_Challenge_: Count the lines in the material below that contain the word "every" and reply with that number alone.

======== Data in this exercise

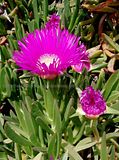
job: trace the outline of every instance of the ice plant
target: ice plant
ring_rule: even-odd
[[[50,16],[49,21],[46,23],[46,28],[51,29],[52,27],[55,27],[56,29],[60,25],[60,17],[54,13],[53,15]]]
[[[54,79],[68,67],[83,62],[85,49],[78,44],[79,38],[58,25],[59,17],[53,15],[45,28],[36,29],[18,41],[19,51],[14,51],[13,59],[22,70]]]
[[[87,70],[90,69],[90,61],[89,61],[88,53],[86,52],[86,47],[84,44],[80,45],[80,51],[82,52],[80,54],[80,59],[78,64],[72,66],[73,70],[78,73],[81,73],[84,68],[86,68]]]
[[[106,103],[101,92],[94,90],[91,86],[82,91],[80,103],[83,112],[90,118],[96,118],[106,110]]]

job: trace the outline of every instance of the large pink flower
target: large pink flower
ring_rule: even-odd
[[[54,26],[50,19],[44,29],[29,33],[18,41],[19,51],[13,55],[22,70],[29,70],[46,79],[54,79],[68,67],[79,64],[82,55],[85,55],[82,44],[78,44],[79,38],[57,27],[59,19],[53,16]],[[52,27],[49,28],[49,24]]]
[[[106,103],[100,91],[87,87],[81,94],[80,103],[83,112],[87,117],[95,118],[106,110]]]

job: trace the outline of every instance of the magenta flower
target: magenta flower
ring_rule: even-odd
[[[73,70],[78,73],[81,73],[84,68],[86,68],[87,70],[90,69],[90,61],[88,58],[88,53],[86,52],[86,47],[83,44],[80,46],[80,51],[81,50],[82,52],[78,64],[72,66]]]
[[[106,103],[101,92],[94,90],[91,86],[82,91],[80,103],[83,112],[90,118],[98,117],[106,110]]]
[[[60,17],[55,13],[50,16],[49,21],[46,23],[46,28],[51,29],[52,27],[58,28],[60,25]]]
[[[78,44],[79,38],[66,29],[61,30],[58,23],[59,18],[53,15],[44,29],[37,29],[18,41],[19,51],[14,52],[13,59],[22,70],[54,79],[68,67],[83,61],[85,49]]]

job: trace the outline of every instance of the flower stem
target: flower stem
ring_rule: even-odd
[[[44,8],[44,22],[46,22],[48,16],[48,0],[44,0],[43,8]]]
[[[99,142],[100,136],[99,136],[99,132],[98,132],[98,129],[97,129],[97,119],[92,120],[91,127],[92,127],[92,131],[93,131],[95,140],[97,142]]]

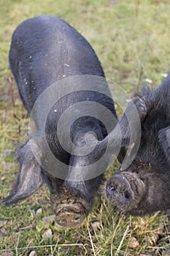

================

_Exercise answer_: 4